Problem statement:
Starting with the first line of the records, write out each line exactly until you have included the line containing "152L426 146L418 147L412".

[Saved entries]

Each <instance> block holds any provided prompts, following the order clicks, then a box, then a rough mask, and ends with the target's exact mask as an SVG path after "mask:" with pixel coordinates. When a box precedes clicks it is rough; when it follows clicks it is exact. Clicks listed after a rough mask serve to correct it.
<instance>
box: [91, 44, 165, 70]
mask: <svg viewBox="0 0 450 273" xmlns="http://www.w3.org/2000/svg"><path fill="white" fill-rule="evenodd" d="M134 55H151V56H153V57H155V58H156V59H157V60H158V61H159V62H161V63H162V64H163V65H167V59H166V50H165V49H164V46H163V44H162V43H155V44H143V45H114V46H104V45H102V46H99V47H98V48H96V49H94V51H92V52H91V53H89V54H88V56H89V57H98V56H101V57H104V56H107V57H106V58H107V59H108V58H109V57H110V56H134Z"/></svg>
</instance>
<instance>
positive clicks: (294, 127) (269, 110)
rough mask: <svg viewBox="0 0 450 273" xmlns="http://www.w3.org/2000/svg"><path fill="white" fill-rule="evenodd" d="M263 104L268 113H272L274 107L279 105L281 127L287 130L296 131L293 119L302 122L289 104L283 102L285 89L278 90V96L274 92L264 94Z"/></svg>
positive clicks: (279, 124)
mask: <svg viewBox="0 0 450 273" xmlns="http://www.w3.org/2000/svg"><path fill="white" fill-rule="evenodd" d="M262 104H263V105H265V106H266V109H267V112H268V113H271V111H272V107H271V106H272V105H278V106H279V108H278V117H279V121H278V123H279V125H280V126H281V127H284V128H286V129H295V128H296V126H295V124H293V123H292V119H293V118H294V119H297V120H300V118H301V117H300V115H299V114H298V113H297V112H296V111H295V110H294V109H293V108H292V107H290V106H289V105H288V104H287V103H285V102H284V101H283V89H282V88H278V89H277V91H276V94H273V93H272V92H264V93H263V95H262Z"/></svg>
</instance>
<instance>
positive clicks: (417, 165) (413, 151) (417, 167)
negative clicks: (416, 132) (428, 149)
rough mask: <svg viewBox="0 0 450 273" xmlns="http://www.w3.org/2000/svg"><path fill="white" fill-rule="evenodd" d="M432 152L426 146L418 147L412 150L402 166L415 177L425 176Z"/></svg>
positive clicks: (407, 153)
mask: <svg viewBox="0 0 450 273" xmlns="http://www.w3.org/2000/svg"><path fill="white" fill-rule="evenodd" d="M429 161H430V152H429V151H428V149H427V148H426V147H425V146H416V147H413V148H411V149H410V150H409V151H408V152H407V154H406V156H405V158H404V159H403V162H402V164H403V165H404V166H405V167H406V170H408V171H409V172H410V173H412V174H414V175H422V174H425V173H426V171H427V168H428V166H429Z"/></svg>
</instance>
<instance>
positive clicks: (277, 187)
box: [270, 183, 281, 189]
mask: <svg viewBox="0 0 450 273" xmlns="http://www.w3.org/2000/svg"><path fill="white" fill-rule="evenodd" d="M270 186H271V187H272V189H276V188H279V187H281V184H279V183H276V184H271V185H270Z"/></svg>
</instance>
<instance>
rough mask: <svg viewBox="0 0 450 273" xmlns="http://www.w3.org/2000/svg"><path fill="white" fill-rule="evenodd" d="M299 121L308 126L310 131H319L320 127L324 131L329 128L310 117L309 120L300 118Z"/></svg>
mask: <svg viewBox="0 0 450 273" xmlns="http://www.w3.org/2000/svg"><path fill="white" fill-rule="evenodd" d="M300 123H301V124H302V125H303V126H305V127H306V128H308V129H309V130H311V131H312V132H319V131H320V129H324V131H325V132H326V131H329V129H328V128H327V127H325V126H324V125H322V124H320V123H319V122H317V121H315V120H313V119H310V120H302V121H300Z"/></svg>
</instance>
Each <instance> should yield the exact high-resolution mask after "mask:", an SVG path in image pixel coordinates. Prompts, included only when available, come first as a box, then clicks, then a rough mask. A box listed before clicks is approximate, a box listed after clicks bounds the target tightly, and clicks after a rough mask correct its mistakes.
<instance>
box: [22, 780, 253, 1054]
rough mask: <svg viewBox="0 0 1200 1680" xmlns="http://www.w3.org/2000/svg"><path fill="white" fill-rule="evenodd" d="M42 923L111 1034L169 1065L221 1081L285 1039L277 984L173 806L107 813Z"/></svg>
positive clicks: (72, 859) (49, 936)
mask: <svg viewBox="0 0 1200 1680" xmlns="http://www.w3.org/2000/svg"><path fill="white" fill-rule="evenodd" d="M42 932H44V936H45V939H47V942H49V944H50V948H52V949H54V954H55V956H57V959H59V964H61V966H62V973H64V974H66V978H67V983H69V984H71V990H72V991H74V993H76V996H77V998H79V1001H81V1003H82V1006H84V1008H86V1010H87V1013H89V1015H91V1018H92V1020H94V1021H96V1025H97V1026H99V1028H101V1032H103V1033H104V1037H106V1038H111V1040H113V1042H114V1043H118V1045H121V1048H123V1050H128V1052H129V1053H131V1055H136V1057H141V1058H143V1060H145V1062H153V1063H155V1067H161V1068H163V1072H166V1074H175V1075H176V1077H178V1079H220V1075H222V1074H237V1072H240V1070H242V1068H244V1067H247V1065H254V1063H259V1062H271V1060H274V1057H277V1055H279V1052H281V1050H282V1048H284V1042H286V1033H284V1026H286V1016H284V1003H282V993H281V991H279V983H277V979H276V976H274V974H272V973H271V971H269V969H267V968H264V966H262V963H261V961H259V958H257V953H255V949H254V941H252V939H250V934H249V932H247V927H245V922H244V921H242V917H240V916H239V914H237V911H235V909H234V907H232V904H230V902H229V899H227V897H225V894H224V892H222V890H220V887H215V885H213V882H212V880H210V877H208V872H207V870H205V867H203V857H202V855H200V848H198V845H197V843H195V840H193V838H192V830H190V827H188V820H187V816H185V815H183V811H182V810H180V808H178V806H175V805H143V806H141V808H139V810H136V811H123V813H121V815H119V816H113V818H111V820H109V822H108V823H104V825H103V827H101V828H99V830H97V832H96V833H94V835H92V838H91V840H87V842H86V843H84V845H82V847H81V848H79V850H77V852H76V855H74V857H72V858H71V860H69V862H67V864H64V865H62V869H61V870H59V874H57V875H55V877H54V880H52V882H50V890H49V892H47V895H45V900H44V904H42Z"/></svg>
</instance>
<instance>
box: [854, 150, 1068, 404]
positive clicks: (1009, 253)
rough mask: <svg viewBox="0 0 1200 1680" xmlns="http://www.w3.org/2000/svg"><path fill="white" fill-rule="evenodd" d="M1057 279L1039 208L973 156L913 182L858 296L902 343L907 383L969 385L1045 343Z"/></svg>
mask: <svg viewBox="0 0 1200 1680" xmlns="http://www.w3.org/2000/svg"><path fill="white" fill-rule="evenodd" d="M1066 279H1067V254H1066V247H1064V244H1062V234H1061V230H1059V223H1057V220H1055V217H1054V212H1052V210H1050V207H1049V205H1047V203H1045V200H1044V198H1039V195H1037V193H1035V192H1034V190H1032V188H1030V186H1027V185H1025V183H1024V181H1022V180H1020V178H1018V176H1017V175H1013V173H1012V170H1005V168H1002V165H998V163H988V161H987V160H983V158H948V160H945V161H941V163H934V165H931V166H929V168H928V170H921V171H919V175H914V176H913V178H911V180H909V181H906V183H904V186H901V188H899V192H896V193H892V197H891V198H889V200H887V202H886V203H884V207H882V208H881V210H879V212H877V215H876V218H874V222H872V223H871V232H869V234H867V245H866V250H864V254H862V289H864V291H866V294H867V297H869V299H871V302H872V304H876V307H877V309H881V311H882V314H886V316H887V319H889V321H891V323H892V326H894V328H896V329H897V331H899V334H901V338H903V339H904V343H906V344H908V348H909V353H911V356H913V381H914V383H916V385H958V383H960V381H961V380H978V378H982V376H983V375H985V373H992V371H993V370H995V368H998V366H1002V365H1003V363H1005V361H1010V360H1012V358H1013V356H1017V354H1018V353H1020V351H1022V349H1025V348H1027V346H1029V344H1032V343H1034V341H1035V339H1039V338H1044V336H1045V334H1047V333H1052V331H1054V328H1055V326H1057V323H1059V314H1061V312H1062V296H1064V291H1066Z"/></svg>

Answer to the problem:
Each <instance> block holds any provided prompts, following the order clicks, then a box, then a rough mask, and ends with the target's exact mask as an SVG path after "mask:" with pixel coordinates. When a box precedes clicks it is rough; when it follows clicks it is exact. Clicks listed after a rough mask serve to correct it.
<instance>
box: [91, 44, 165, 70]
mask: <svg viewBox="0 0 450 273" xmlns="http://www.w3.org/2000/svg"><path fill="white" fill-rule="evenodd" d="M134 55H151V56H153V57H155V58H156V59H157V60H158V61H159V62H161V63H162V64H163V65H167V59H166V50H165V49H164V46H163V44H162V43H155V44H143V45H114V46H104V45H102V46H99V47H98V48H96V49H94V51H92V52H91V53H89V54H88V56H89V57H98V56H101V57H104V56H107V57H106V58H107V59H108V58H109V57H110V56H134Z"/></svg>
</instance>
<instance>
positive clicks: (294, 127) (269, 110)
rough mask: <svg viewBox="0 0 450 273" xmlns="http://www.w3.org/2000/svg"><path fill="white" fill-rule="evenodd" d="M263 104L268 113H272L274 107L279 105L281 127L287 130L296 131L293 119L302 122L289 104L283 102L285 89L278 90V96L274 92L264 94Z"/></svg>
positive clicks: (279, 124)
mask: <svg viewBox="0 0 450 273" xmlns="http://www.w3.org/2000/svg"><path fill="white" fill-rule="evenodd" d="M262 104H263V105H265V106H266V109H267V112H268V113H271V111H272V107H271V106H272V105H278V106H279V108H278V117H279V121H278V123H279V125H280V126H281V127H284V128H286V129H295V128H296V126H295V124H293V123H292V119H293V118H294V119H297V120H300V118H301V117H300V115H299V114H298V113H297V112H296V111H295V110H294V109H293V108H292V107H290V106H289V105H288V104H287V103H285V102H284V101H283V89H282V88H278V89H277V91H276V94H273V93H272V92H264V93H263V95H262Z"/></svg>
</instance>
<instance>
positive clicks: (417, 165) (413, 151) (417, 167)
negative clicks: (416, 132) (428, 149)
rough mask: <svg viewBox="0 0 450 273" xmlns="http://www.w3.org/2000/svg"><path fill="white" fill-rule="evenodd" d="M432 152L426 146L418 147L412 150L402 166L415 177L425 176Z"/></svg>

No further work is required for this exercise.